Copy the rows below word for word, starting with the first and ending with the row that contains "x=276 y=143", including that row.
+-------+
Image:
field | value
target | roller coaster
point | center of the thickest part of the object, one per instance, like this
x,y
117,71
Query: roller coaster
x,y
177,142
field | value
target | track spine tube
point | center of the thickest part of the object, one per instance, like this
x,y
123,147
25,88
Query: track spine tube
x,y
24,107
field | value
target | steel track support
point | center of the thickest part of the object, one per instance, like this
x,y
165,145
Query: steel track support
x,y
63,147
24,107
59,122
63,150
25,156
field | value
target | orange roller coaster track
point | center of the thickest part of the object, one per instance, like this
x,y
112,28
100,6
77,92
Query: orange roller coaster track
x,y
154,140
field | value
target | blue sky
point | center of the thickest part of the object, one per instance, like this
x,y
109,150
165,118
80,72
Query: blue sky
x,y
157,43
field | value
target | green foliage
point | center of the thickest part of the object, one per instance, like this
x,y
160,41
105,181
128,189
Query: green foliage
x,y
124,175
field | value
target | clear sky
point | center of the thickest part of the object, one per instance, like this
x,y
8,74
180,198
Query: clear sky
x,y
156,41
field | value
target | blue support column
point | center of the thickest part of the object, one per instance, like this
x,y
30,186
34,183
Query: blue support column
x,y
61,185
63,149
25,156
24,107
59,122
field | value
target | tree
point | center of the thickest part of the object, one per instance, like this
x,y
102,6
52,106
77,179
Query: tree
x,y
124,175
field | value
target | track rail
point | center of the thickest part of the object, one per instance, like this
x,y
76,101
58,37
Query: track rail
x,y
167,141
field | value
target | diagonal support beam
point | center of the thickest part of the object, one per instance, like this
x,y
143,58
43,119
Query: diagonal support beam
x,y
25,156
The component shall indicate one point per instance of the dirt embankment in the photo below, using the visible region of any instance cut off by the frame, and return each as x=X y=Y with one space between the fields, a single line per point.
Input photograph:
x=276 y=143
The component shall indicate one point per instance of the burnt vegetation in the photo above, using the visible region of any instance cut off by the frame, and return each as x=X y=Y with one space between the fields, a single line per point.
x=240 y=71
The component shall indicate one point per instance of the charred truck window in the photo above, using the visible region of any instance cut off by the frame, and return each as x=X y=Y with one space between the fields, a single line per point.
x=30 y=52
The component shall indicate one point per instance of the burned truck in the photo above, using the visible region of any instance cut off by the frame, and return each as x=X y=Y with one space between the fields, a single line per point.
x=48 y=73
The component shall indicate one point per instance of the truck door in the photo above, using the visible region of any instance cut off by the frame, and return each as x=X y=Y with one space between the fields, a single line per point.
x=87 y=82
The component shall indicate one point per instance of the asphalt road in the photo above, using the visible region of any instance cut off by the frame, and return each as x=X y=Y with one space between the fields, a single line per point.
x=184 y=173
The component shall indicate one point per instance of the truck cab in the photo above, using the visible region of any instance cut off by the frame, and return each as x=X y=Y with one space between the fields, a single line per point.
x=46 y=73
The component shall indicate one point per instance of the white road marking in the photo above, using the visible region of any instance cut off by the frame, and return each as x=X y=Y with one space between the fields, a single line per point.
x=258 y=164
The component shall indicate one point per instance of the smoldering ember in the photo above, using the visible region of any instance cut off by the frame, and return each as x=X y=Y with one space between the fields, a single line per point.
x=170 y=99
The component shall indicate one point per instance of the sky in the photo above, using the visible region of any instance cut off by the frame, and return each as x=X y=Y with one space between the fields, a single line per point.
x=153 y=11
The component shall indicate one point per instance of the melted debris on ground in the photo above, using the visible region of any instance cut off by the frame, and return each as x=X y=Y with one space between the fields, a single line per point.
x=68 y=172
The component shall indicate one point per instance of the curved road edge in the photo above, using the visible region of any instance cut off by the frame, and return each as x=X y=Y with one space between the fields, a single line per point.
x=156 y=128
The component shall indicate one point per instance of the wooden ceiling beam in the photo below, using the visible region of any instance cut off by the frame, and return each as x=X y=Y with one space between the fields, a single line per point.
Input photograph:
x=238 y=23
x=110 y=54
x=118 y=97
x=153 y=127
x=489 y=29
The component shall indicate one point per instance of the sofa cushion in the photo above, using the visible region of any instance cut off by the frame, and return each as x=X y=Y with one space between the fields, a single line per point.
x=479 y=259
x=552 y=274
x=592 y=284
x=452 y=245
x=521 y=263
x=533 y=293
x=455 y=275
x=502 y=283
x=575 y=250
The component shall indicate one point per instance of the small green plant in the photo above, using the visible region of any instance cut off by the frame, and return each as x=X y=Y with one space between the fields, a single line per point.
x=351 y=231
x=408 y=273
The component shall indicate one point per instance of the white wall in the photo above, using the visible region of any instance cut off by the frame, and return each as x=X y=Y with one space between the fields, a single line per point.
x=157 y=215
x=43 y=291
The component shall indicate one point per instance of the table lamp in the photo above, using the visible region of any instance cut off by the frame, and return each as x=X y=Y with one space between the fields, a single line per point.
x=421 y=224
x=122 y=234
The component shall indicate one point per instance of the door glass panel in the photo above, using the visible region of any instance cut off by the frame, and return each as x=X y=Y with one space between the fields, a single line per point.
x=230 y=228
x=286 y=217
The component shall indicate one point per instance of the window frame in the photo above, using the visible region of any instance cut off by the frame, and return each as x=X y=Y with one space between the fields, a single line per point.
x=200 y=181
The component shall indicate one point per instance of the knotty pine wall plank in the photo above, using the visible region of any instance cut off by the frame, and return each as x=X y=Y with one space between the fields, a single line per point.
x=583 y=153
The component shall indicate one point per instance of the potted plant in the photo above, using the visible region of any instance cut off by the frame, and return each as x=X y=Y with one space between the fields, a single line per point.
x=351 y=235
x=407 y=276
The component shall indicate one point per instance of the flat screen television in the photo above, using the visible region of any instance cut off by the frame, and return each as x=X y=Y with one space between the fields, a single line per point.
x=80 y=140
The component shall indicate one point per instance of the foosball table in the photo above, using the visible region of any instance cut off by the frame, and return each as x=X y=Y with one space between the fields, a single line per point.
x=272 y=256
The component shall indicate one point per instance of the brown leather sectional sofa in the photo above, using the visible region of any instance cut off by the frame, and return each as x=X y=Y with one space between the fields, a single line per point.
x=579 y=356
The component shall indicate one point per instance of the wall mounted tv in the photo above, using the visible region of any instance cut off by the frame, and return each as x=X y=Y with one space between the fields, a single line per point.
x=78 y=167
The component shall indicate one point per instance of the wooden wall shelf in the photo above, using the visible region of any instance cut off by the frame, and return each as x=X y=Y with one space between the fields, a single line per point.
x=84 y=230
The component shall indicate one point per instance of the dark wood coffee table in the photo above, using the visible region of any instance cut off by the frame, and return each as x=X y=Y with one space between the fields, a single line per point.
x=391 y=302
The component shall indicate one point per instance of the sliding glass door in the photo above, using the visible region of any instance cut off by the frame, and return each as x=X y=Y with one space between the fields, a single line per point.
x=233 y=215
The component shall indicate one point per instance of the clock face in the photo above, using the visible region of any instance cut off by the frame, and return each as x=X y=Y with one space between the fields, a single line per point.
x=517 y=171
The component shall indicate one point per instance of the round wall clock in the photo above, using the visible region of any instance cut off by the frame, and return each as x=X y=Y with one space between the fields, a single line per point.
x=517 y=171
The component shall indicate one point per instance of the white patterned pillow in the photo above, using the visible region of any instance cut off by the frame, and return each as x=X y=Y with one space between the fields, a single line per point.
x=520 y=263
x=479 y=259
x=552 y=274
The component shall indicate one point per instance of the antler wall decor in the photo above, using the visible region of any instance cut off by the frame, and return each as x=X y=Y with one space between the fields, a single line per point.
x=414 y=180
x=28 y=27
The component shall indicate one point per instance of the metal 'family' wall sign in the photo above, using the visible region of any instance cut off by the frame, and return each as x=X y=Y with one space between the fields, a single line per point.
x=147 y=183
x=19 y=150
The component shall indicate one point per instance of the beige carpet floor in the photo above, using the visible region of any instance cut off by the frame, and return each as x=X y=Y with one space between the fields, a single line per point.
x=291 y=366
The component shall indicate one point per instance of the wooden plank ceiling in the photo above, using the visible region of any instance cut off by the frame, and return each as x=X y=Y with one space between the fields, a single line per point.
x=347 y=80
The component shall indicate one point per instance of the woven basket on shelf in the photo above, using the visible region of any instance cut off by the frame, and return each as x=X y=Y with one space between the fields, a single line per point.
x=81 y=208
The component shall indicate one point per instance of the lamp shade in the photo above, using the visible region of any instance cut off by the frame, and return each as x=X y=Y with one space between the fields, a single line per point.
+-------+
EXERCISE ANSWER ▸
Image:
field | value
target | roller coaster
point | center of the thickest part of the object, one per instance, like this
x,y
117,71
Query: roller coaster
x,y
177,142
field | value
target | track spine tube
point | center of the thickest part of the object, one per instance, like this
x,y
123,147
25,88
Query: track spine tube
x,y
24,107
field | value
target | steel track support
point | center of the thickest part of the object, one per instance, like this
x,y
165,145
Query: steel track support
x,y
63,147
24,107
59,122
63,150
25,156
field | value
target | orange roller coaster track
point | center of the thickest part of the object, one per instance, like this
x,y
112,28
100,6
77,92
Query: orange roller coaster track
x,y
154,140
field | value
target | blue sky
point | center of the thickest part of the object, one per instance, like this
x,y
109,150
165,118
80,72
Query: blue sky
x,y
157,43
field | value
target | green foliage
point | center of the thickest part of the object, one per instance, like this
x,y
160,41
105,181
128,189
Query: green foliage
x,y
124,175
field | value
target | clear sky
point | center of the thickest part of the object, one per instance, like this
x,y
8,74
180,198
Query: clear sky
x,y
156,41
field | value
target | blue support column
point | center of the thickest part of the object, one per instance, like this
x,y
30,186
34,183
Query: blue support column
x,y
61,185
63,149
25,156
24,107
59,122
field | value
target | tree
point | center of the thickest part of the object, one per instance, like this
x,y
102,6
52,106
77,179
Query: tree
x,y
124,175
field | value
target | track rail
point | center of the thickest part of the object, one per instance, like this
x,y
76,101
58,37
Query: track rail
x,y
167,141
field | value
target | diagonal support beam
point | center of the thickest part of the object, one per instance, like this
x,y
143,58
43,119
Query: diagonal support beam
x,y
25,156
The component shall indicate one point per instance of the dirt embankment in the photo below, using the visible region of any instance cut off by the frame, and return each as x=X y=Y with one space between the fields, a single line per point.
Input photograph:
x=276 y=143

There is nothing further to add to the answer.